§ WORK TASK: Return every line of the data that contains the string "sweater".
○ ○ ○ ○ ○ ○ ○
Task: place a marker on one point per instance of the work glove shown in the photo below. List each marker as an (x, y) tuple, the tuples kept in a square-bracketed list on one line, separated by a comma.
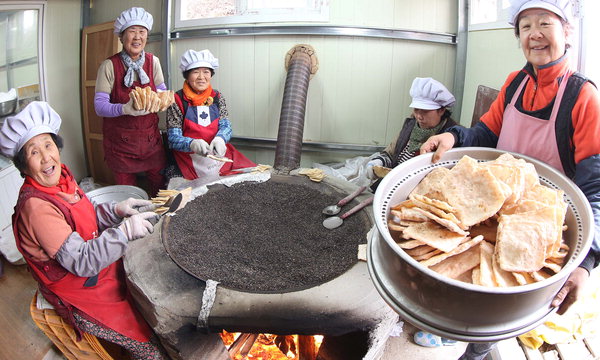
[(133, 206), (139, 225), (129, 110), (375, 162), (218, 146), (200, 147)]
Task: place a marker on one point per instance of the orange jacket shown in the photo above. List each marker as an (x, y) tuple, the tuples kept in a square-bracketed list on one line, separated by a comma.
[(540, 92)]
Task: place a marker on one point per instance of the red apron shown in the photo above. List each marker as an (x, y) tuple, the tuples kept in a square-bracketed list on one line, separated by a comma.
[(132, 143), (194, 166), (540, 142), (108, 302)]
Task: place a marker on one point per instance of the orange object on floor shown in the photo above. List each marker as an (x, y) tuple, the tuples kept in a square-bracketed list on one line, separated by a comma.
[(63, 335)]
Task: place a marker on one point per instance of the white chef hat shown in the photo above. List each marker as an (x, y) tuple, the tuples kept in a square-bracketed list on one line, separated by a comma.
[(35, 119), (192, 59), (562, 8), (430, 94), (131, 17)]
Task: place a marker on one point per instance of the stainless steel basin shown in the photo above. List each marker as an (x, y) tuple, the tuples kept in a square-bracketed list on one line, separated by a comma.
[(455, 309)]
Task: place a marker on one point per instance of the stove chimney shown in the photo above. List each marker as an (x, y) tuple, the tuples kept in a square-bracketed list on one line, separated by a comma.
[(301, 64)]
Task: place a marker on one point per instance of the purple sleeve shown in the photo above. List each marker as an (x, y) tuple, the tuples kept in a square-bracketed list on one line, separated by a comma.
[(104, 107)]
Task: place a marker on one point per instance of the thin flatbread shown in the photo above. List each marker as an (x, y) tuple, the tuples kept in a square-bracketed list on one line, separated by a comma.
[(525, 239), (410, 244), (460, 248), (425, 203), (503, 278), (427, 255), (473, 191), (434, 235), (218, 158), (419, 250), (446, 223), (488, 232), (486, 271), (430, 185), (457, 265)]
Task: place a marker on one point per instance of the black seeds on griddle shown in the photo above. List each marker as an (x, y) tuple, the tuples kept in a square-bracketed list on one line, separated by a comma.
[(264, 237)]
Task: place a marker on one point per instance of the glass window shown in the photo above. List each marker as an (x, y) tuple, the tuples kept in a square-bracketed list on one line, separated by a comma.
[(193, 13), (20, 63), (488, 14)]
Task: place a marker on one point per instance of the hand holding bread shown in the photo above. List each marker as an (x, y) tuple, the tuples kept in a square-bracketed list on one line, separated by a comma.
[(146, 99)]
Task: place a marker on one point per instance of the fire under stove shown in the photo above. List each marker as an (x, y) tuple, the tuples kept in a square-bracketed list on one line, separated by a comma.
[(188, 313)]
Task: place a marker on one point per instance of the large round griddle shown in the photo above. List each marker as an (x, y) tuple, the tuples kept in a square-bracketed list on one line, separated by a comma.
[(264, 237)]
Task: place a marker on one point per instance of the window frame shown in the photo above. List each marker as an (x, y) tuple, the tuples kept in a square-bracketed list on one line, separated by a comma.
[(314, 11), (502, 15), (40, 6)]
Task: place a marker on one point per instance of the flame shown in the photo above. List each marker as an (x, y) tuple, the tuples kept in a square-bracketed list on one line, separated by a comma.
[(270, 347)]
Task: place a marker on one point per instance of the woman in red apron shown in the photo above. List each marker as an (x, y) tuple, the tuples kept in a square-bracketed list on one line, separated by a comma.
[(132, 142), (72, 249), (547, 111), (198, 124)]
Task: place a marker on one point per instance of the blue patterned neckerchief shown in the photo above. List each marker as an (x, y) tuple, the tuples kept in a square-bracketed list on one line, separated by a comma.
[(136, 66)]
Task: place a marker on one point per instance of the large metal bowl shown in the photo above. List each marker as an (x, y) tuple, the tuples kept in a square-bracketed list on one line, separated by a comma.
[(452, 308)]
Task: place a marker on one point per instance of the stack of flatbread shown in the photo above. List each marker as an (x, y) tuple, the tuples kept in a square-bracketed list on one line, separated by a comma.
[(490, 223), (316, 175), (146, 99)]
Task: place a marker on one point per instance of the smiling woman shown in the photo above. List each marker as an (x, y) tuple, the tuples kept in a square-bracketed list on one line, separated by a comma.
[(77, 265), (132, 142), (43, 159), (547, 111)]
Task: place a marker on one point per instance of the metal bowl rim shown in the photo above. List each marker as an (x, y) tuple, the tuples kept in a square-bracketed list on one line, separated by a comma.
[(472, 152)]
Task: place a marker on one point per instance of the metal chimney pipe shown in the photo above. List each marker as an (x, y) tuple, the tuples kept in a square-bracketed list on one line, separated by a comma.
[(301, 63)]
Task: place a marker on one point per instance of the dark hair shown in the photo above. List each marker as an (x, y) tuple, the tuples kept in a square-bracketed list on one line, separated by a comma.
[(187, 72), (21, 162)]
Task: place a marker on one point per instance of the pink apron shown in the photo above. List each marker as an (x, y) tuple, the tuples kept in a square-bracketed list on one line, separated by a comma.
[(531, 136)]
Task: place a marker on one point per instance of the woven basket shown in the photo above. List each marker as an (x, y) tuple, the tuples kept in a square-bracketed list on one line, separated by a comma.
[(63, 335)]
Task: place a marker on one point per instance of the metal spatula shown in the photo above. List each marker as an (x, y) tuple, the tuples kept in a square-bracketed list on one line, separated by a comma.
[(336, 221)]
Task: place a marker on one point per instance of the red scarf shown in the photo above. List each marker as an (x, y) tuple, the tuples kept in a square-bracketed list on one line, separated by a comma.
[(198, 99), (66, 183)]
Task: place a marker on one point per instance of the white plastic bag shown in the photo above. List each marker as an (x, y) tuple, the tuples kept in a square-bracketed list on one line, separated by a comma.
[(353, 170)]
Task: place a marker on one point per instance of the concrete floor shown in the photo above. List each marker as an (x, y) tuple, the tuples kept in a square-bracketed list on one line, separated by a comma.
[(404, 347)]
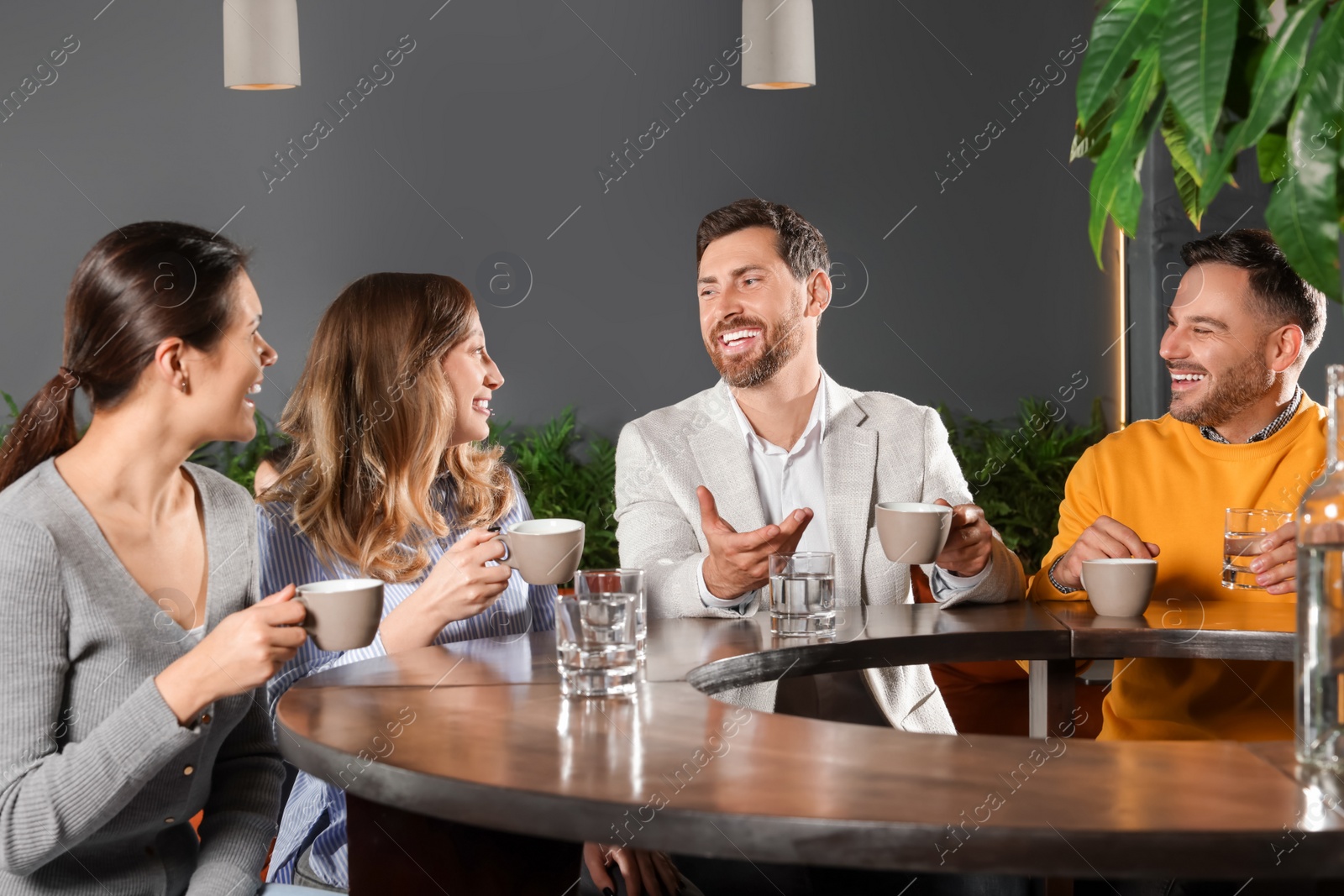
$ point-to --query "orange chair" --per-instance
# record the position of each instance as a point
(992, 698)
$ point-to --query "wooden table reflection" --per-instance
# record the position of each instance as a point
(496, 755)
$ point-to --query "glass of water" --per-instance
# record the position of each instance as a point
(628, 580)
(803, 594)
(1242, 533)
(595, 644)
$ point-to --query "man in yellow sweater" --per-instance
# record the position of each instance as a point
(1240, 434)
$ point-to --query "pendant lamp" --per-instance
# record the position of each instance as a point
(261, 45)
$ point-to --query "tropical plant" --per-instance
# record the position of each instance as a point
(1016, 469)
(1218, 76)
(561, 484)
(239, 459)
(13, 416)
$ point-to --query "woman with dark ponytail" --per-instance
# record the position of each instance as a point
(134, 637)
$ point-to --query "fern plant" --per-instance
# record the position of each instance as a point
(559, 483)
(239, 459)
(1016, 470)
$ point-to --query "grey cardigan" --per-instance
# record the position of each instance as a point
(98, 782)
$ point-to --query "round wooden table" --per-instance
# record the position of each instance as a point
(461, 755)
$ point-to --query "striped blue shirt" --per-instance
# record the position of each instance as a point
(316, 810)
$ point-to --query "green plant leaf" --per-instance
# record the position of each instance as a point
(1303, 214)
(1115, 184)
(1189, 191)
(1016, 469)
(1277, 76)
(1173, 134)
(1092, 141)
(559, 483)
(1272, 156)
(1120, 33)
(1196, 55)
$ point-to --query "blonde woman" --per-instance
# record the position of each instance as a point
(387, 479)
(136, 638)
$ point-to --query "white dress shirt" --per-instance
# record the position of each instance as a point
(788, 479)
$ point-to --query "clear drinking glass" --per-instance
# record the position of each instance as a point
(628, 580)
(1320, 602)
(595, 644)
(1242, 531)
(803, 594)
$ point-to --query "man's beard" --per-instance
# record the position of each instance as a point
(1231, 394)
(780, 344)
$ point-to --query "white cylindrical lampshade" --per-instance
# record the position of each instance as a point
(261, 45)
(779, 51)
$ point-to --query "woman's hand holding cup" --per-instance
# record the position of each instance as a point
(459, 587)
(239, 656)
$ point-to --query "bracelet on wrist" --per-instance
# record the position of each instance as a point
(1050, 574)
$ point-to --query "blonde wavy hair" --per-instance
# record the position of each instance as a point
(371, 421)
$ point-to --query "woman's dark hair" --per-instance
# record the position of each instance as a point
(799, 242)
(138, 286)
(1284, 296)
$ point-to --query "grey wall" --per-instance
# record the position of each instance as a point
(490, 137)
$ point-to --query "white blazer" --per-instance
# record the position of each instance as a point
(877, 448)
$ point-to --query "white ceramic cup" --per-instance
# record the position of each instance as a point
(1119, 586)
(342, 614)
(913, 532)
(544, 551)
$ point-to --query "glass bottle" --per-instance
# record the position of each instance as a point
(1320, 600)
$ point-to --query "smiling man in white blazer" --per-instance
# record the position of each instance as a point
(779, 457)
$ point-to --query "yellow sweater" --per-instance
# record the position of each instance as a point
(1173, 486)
○ ○ ○ ○ ○ ○ ○
§ RESPONSE TO THIS TASK:
$ point-to --query "man in yellow sweater" --per-instance
$ point-to --query "yellow sweater" --per-instance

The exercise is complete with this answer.